◆ ACTIVITY ◆
The answer must be the full listing, written out exactly.
============
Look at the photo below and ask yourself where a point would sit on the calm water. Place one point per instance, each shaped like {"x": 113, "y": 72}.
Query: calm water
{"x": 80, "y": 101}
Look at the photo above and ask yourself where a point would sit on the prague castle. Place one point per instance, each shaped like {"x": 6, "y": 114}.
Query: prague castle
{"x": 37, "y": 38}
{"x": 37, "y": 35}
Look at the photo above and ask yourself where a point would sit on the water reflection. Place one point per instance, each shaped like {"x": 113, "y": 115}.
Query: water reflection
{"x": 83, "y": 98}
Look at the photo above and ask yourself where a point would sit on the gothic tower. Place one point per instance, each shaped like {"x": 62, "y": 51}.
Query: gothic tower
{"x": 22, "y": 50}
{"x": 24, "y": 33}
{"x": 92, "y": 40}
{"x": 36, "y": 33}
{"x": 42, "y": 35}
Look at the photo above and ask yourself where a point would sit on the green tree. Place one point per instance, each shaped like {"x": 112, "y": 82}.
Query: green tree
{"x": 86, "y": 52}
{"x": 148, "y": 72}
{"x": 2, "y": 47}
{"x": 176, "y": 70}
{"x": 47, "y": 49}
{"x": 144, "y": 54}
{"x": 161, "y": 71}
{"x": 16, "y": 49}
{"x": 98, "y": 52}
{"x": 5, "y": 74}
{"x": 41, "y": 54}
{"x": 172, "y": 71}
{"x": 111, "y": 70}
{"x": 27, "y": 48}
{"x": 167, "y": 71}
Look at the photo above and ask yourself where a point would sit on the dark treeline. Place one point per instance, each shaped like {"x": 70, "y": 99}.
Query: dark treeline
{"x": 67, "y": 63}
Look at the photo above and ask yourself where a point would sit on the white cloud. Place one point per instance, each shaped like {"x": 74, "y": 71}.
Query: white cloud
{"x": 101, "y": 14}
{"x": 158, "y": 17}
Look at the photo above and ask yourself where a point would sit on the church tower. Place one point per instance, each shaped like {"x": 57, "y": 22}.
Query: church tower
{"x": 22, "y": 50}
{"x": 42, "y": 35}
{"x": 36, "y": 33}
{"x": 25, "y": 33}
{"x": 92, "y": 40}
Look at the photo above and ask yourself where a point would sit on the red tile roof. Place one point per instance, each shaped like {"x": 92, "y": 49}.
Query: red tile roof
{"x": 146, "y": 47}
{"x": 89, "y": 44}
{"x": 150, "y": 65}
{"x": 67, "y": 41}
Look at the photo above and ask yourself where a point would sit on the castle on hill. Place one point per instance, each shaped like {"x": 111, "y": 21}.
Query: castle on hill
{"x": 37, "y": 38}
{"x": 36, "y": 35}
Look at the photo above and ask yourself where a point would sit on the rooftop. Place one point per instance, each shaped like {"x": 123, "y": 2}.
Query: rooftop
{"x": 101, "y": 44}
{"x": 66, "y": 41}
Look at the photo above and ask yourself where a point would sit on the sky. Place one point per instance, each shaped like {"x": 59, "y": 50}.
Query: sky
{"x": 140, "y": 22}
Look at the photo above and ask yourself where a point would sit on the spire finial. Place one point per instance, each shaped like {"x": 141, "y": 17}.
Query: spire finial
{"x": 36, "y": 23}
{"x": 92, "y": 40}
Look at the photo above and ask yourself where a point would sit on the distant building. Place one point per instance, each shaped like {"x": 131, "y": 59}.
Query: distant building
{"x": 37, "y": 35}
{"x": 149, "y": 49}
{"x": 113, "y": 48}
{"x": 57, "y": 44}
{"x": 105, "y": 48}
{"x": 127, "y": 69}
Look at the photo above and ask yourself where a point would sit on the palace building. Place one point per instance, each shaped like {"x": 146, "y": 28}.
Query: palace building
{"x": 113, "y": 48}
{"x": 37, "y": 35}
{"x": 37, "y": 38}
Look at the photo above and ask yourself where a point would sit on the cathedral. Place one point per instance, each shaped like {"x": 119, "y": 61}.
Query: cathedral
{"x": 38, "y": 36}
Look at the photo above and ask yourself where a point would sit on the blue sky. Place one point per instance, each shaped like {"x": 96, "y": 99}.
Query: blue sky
============
◆ ANSWER TO THIS PROBLEM ◆
Look at the photo below and ask yourself where a point would sit on the calm water. Place one point per instance, each shaped like {"x": 113, "y": 72}.
Query: calm water
{"x": 80, "y": 101}
Look at the photo above and ask yourself where a point would sit on the prague castle. Place one point per instance, each shaped like {"x": 6, "y": 114}.
Query: prague castle
{"x": 37, "y": 38}
{"x": 37, "y": 35}
Look at the photo above and ask yourself where a point would sit on the water reflection. Place one point per instance, each shaped like {"x": 113, "y": 115}.
Query: water reflection
{"x": 83, "y": 98}
Look at the photo above and ask yourself where a point would sit on the gothic tower. Place one point per instance, each shaped like {"x": 62, "y": 51}.
Query: gothic tower
{"x": 22, "y": 50}
{"x": 24, "y": 33}
{"x": 92, "y": 40}
{"x": 36, "y": 33}
{"x": 42, "y": 35}
Look at the photo above and ask yourself where a point would sit on the green tree. Place one point per instance, each shaped like {"x": 112, "y": 82}.
Query: green tree
{"x": 86, "y": 52}
{"x": 148, "y": 72}
{"x": 2, "y": 47}
{"x": 176, "y": 70}
{"x": 47, "y": 49}
{"x": 144, "y": 54}
{"x": 161, "y": 71}
{"x": 16, "y": 49}
{"x": 98, "y": 52}
{"x": 5, "y": 74}
{"x": 41, "y": 54}
{"x": 172, "y": 71}
{"x": 111, "y": 70}
{"x": 27, "y": 48}
{"x": 167, "y": 71}
Look at the photo above and ask yourself where a point would sit on the dark treeline. Place one point per instance, each shaped like {"x": 70, "y": 99}.
Query: dark treeline
{"x": 67, "y": 63}
Look at the photo above and ask yourself where a point would sit on the white cloud. Place one point per instance, each shaped like {"x": 74, "y": 71}.
Query: white cloud
{"x": 101, "y": 14}
{"x": 158, "y": 17}
Look at the photo above and ask yourself where a point would sit on the church tower. Place one point per instance, each shaped like {"x": 57, "y": 22}.
Query: church tower
{"x": 22, "y": 50}
{"x": 42, "y": 35}
{"x": 36, "y": 33}
{"x": 25, "y": 33}
{"x": 92, "y": 40}
Look at the photo above and ask yourself where a point would sit on the red tile roof. Place one point per instance, each shaped like {"x": 92, "y": 49}.
Query: red tile roof
{"x": 146, "y": 47}
{"x": 89, "y": 44}
{"x": 150, "y": 65}
{"x": 67, "y": 41}
Look at the photo above and ask yourself where a point would sit on the castle on hill. Place one point per instance, each shaped like {"x": 111, "y": 21}.
Query: castle on hill
{"x": 37, "y": 38}
{"x": 36, "y": 35}
Look at the photo above and ask yourself where a point would sit on the rooftop. Place one point per instance, each shaped like {"x": 123, "y": 2}.
Query: rooftop
{"x": 101, "y": 44}
{"x": 66, "y": 41}
Look at the photo above and ask yourself where a point would sit on the sky. Place one point per instance, each shaped like {"x": 59, "y": 50}.
Query: sky
{"x": 140, "y": 22}
Look at the photo above and ask yourself where a point would sit on the spire finial. Place one point per instance, each shaped like {"x": 141, "y": 17}.
Query: spire finial
{"x": 36, "y": 23}
{"x": 92, "y": 40}
Look at the photo above and ask yourself where a point would sit on the distant building. Place one point per instance, each shaped like {"x": 131, "y": 59}.
Query: distant building
{"x": 37, "y": 35}
{"x": 149, "y": 49}
{"x": 113, "y": 48}
{"x": 57, "y": 44}
{"x": 105, "y": 48}
{"x": 127, "y": 69}
Look at the photo above and ask yourself where a point would sit on the palace building. Place one point per instance, each shaped like {"x": 146, "y": 28}.
Query: palace building
{"x": 113, "y": 48}
{"x": 37, "y": 35}
{"x": 37, "y": 38}
Look at the photo above and ask yourself where a point would sit on the cathedral. Place one point per instance, each shaped like {"x": 119, "y": 61}.
Query: cathedral
{"x": 38, "y": 36}
Look at the photo above and ask yourself where a point would sit on the blue sky. Place one point per instance, each shaped like {"x": 96, "y": 99}.
Query: blue sky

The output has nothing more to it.